- Opening Delimiter -

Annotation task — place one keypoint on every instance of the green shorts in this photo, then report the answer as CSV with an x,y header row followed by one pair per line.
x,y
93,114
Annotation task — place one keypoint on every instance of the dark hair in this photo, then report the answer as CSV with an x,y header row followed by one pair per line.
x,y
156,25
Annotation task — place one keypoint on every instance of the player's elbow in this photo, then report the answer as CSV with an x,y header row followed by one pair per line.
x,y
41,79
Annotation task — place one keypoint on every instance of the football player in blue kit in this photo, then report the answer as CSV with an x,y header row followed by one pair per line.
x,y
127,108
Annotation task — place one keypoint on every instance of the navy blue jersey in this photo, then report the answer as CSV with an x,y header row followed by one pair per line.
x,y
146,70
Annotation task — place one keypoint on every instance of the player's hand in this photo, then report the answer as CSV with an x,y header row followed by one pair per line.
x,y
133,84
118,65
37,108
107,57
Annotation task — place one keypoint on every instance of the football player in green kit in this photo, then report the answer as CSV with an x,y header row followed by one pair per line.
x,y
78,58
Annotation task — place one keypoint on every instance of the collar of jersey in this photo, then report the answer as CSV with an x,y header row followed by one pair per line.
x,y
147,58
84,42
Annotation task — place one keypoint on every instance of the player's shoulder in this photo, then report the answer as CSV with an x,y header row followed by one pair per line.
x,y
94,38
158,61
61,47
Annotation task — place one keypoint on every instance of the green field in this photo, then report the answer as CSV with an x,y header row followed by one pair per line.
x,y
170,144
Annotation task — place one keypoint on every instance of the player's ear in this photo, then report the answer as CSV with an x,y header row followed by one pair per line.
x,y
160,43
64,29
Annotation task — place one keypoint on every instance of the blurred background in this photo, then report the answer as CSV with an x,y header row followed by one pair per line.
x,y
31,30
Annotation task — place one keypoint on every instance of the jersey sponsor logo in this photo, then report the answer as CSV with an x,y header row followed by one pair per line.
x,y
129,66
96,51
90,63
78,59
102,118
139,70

- Closing Delimiter -

## What is being asked
For this exercise, transcribe all the records exactly.

## Exercise answer
Annotation task — place one keypoint on every instance of the green shorts in this photo, then report the answer as CSV with an x,y header row followed by one pair per line.
x,y
93,114
Annotation task — place one keypoint on every instance of the dark hair in this photo, then report the answer as CSV with an x,y header row followed by one pair per line.
x,y
156,25
Annotation task — place one keypoint on every instance of the player's elbow in this photo, then report the answer as CSV with an x,y header row followed by one pair per line.
x,y
41,79
Annotation task — place one keypoint on every instance of the football player in blue kit in this photo, then report the answer as CSV with an x,y header row followed by one pair per line.
x,y
127,108
Annotation task — place one keypoint on every instance of the navy blue jersey in this photo, then report the answer as CSV with an x,y header row followed by one pair per line.
x,y
146,70
Annotation task — place one keypoint on every instance of the player's hand in this photo, then report the answer as CSV with an x,y header row followed by one pair per line.
x,y
133,84
118,65
37,108
107,57
Annotation task — place one keypoint on every instance of the football player in green kit in this photo, then report the answer as CSV with an x,y header row followed by one pair per line.
x,y
78,58
Annotation task — place one keypoint on every instance of the collar of jersey in this photo, then report the answer as CSV with an x,y header row followed by one pair per line.
x,y
147,58
84,42
Annotation task — place one keypoint on every instance of the player's shoulder in this photo, then report the answer as CSV with an x,y header row followed by one pair per line.
x,y
94,38
158,61
61,47
Annotation task — place one keypoint on every instance of the green field in this photo, then report the answer as CSV with an x,y header row followed by one pair per line.
x,y
170,144
Annotation task — place one keypoint on every instance of the player's ear in this photo, then report the answer as CSV with an x,y header row followed by one pair per line.
x,y
160,43
64,29
Annotation task — place one keypoint on every instance of the blurred background in this photo, then report the answer as CSV with an x,y header row followed by one pair per line.
x,y
31,30
Annotation task — place one keypoint on every instance of the jersey sponsor logo in this photo, then report the answer as CSV with an x,y header row followed by one pair per line.
x,y
129,66
96,51
90,63
78,59
102,118
139,70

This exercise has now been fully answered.